● Text
· · · · · · ·
# Are 2H bumper pulls dangerous to pull with only 1 horse?



## NicoleS11 (Nov 21, 2008)

This might be a stupid question…

Im finally looking into buying a horse trailer of my own. I board at a place that when we go penning they haul my horse for me which is great! But there are times that I would like to go to a practice or show on my own. 

So im looking into getting a 2H straight haul bumper pull. Is it dangerous to haul this trailer with only one horse?? Would there be to much weight on one side and make the trailer want to swing out to one side or any thing? For some reason this scares me to the point that I thought about spending the extra money just to get a 3 horse angle haul. Am I crazy?


----------



## Delfina (Feb 12, 2010)

2H Bumper pulls are fine with a single horse, just put the horse on the left-side. 

Absolutely no need to get a gigantic trailer for a single horse.


----------



## ahtruett (Mar 22, 2011)

*Bumper Pull with One horse*

I in the same situation and looking for a 2H bumper too. I don't think it would be, seems I see people pulling with one horse alot, but I am by NO means an authority. Curious, what brand are you looking at of trailers?


----------



## NicoleS11 (Nov 21, 2008)

ahtruett said:


> I in the same situation and looking for a 2H bumper too. I don't think it would be, seems I see people pulling with one horse alot, but I am by NO means an authority. Curious, what brand are you looking at of trailers?


Im looking at the new Exiss 2H...they make straight or angle so I guess I could always go with an angle


----------



## Cowgirl140ty (Jan 7, 2010)

Delfina said:


> 2H Bumper pulls are fine with a single horse, just put the horse on the left-side.
> 
> Absolutely no need to get a gigantic trailer for a single horse.


Exactly. I have a two horse bp and there are plenty of times I haul only one. YOu just always want the most weight on the driver side (here in the US). 
Because if you have one horse on the right side.... and you drop off the shoulder... it increases your chances of an accident.


----------



## RitzieAnn (Dec 22, 2010)

If you have the option of a 2 straight or 2 slant, why are you opting for the straight? Curious.
_Posted via Mobile Device_


----------



## NicoleS11 (Nov 21, 2008)
· · · · · · ·
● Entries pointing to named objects
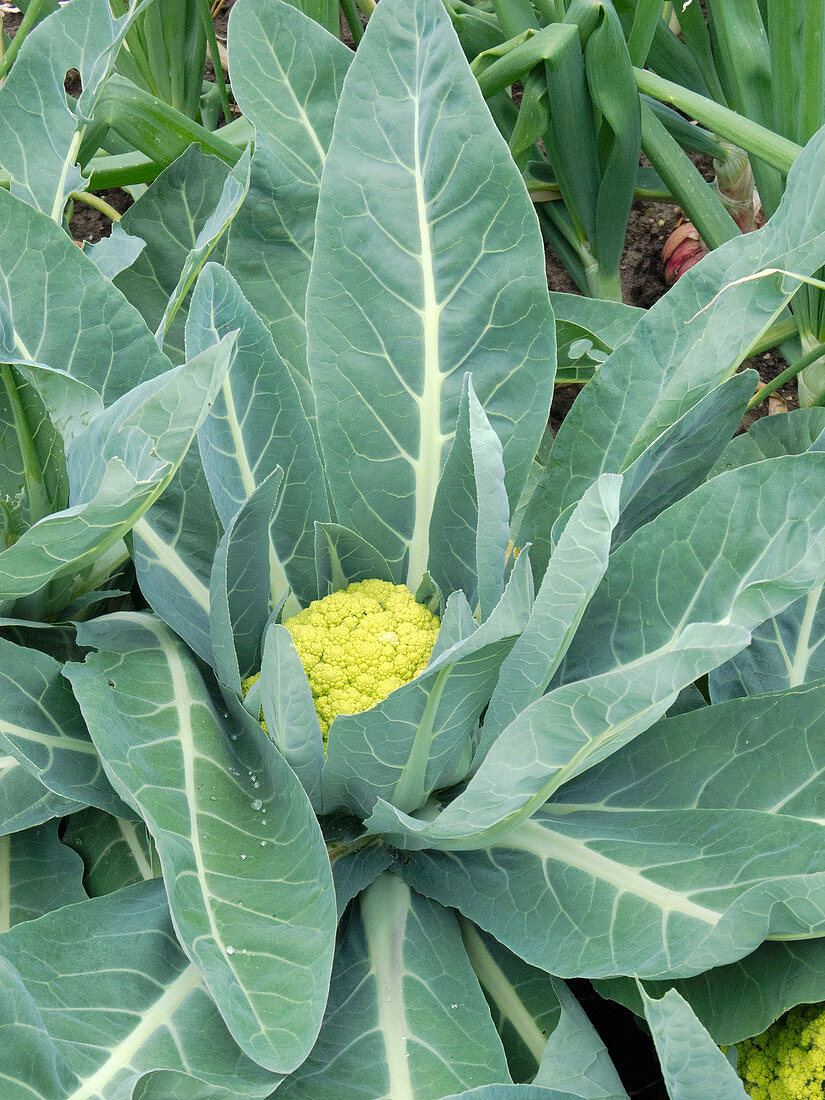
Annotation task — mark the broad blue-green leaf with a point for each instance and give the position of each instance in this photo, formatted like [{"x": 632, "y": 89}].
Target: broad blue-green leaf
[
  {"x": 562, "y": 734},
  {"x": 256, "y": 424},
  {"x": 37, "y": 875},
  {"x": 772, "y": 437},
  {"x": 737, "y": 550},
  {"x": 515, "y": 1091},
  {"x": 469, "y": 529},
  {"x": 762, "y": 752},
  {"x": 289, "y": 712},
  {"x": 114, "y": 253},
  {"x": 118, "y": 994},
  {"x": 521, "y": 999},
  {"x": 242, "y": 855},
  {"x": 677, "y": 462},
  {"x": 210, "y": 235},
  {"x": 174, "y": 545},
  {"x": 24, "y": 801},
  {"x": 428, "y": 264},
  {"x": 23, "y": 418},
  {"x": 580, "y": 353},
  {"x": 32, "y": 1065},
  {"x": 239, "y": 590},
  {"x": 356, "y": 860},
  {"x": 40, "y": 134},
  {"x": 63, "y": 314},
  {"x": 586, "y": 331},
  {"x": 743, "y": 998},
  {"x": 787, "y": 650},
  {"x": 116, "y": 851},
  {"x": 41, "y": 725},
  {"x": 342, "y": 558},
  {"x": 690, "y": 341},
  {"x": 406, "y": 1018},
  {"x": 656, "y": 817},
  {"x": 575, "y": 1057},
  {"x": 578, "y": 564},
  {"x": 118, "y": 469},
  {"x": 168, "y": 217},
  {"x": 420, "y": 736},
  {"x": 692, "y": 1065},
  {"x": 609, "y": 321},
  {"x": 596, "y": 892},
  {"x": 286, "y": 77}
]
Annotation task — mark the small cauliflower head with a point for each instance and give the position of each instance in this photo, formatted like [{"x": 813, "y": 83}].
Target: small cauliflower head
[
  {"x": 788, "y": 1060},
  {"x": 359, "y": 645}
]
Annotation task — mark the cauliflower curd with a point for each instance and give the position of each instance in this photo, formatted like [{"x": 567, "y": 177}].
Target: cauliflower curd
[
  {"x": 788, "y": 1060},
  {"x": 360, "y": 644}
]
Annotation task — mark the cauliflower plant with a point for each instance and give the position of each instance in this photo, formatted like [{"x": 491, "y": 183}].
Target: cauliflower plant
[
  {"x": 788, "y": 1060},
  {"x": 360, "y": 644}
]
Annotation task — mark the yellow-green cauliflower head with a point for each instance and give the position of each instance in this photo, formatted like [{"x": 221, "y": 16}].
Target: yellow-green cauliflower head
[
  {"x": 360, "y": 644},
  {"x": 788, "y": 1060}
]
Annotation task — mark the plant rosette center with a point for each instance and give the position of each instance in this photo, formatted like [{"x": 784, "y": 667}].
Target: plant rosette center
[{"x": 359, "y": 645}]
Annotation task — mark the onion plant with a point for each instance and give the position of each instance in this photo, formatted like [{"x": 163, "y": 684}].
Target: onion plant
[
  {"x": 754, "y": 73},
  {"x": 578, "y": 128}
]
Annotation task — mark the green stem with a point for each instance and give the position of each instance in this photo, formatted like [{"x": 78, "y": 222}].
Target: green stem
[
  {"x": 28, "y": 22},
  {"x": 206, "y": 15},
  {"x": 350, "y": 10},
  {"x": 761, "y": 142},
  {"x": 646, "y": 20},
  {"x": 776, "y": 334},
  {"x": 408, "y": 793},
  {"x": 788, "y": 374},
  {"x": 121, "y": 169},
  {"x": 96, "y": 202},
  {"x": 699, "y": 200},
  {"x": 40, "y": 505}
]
· · · · · · ·
● Your objective
In the forum thread about hauling one horse in a two-horse bumper pull, rewrite the paragraph beginning "So im looking into getting" as a short list that keeps its main points. Rely on the forum thread alone.

● Full output
- The poster is considering a two-horse straight-haul bumper pull trailer.
- The poster asks whether hauling this trailer with only one horse is dangerous.
- The worry is that too much weight on one side could make the trailer swing out.
- This fear has led the poster to consider paying extra for a three-horse angle haul.
- The poster asks whether this is crazy.